WHAT NEEDS TO BE DONE >> Arrange the rows below as a numbered list, starting with the line containing "Locate the green" and running through the last row, and leave out any blank lines.

━━━━━━━━━━

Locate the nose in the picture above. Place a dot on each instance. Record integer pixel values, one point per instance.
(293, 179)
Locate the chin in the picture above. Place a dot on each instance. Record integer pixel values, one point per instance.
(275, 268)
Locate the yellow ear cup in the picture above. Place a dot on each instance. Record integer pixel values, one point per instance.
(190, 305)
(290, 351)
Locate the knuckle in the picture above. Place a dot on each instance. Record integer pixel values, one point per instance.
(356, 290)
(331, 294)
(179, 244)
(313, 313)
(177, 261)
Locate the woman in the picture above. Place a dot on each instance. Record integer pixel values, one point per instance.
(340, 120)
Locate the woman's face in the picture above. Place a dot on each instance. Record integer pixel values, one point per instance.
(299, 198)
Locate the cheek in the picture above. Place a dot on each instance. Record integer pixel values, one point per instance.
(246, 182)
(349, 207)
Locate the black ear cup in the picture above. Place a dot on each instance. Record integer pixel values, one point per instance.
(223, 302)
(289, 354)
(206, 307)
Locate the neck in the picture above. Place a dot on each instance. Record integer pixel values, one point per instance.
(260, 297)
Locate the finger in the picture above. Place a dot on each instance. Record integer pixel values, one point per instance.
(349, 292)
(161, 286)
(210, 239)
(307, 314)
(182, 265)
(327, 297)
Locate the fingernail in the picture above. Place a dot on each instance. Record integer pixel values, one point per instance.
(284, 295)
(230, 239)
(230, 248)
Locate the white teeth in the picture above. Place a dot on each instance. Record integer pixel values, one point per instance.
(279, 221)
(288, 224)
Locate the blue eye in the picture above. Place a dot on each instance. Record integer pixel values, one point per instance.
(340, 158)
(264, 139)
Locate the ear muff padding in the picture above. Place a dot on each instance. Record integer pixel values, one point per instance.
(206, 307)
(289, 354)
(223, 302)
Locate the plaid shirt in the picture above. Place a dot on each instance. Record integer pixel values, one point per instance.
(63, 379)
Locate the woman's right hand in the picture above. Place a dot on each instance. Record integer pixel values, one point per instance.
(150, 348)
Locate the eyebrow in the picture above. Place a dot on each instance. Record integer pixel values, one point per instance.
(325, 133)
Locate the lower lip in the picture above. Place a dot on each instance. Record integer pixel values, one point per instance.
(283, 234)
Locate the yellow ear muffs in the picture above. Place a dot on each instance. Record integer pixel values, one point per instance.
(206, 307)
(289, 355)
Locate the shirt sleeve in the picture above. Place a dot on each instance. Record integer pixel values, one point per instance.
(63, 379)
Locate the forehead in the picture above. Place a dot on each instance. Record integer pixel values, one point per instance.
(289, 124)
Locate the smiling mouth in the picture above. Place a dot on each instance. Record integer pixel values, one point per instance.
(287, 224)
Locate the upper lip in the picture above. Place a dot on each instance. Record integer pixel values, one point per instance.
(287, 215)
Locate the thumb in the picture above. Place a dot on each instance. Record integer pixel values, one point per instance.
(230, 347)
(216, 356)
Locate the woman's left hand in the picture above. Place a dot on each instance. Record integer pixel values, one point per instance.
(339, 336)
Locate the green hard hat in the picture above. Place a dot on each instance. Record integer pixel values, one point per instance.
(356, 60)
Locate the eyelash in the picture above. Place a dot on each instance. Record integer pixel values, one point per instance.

━━━━━━━━━━

FINAL RESULT >>
1. Locate the green hard hat in the picture above. Place a dot on each instance. Record integer pixel values, one point per instance.
2. (356, 60)
3. Locate the eyelash in the picture above. Place a dot on each instance. Record integer pixel values, one point per instance.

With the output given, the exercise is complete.